*Work instruction 1:*
In the "Specialty without The Special" article, how many stores does Gap have?
*Work instruction 2:*
Repeat word for word the part of the "Specialty without The Special" article from "Gap Inc.’s problems" up to and including "served it well.".
[Selected excerpt Boundary: Start]
Specialty without The Special

Gap Inc.’s problems have been well-documented. Between a loss of product cachet, trouble with information systems, an underperforming CEO and poor marketing campaigns, it seems that just about everything has been blamed for the retailer’s problems.

But one wonders, with more than 3,000 stores, perhaps Gap has simply expanded beyond the bounds of its target market. It’s rather ironic really: While many retailers complain (and rightly so) that their technology infrastructure inhibits their growth, Gap, a company with a solid technology infrastructure that would support expansion almost limitlessly, finds itself otherwise limited (no pun intended).

Enter Chico’s, my former favorite stock, and many of my friends’ favorite brand. Chico’s found an underserved niche, and has served it well.

Women of a certain age and size can be assured of finding really interesting products that actually fit them. Even the size numbers have been changed to protect the customer’s self-esteem, so where other retailers sell clothes in size 14, Chico’s touts a size 3.

Over the past few years, the chain grew and comparable-store sales rocketed quarter after quarter. Then along came acquisitions and new businesses, including Chico’s purchase of White House/Black Market and its launch of Soma, selling lingerie to the original banner’s target customers. Chico’s was special, and everyone knew it.
[Selected excerpt Boundary: End]
[Records Boundary: Start]
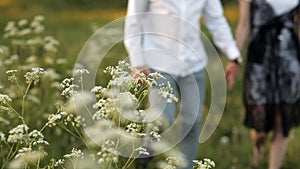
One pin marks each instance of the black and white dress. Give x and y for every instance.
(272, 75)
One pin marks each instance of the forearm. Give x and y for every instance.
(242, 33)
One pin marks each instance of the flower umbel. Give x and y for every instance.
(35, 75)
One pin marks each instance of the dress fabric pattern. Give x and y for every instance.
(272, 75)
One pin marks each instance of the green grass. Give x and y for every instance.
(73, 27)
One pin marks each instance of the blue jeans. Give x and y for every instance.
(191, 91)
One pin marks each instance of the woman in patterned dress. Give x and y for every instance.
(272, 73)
[Records Boundary: End]
[Records Boundary: Start]
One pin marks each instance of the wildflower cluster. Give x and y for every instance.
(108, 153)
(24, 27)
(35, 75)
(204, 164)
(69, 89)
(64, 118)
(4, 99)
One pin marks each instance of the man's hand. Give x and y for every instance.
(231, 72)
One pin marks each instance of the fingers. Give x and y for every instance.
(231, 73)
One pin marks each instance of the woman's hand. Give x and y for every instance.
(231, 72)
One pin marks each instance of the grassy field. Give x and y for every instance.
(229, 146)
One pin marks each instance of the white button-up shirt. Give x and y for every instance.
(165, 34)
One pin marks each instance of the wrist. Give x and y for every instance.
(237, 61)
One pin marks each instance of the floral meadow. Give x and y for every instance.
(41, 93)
[Records Boundary: End]
*Exercise answer 1:*
More than 3,000.

*Exercise answer 2:*
Gap Inc.’s problems have been well-documented. Between a loss of product cachet, trouble with information systems, an underperforming CEO and poor marketing campaigns, it seems that just about everything has been blamed for the retailer’s problems.

But one wonders, with more than 3,000 stores, perhaps Gap has simply expanded beyond the bounds of its target market. It’s rather ironic really: While many retailers complain (and rightly so) that their technology infrastructure inhibits their growth, Gap, a company with a solid technology infrastructure that would support expansion almost limitlessly, finds itself otherwise limited (no pun intended).

Enter Chico’s, my former favorite stock, and many of my friends’ favorite brand. Chico’s found an underserved niche, and has served it well.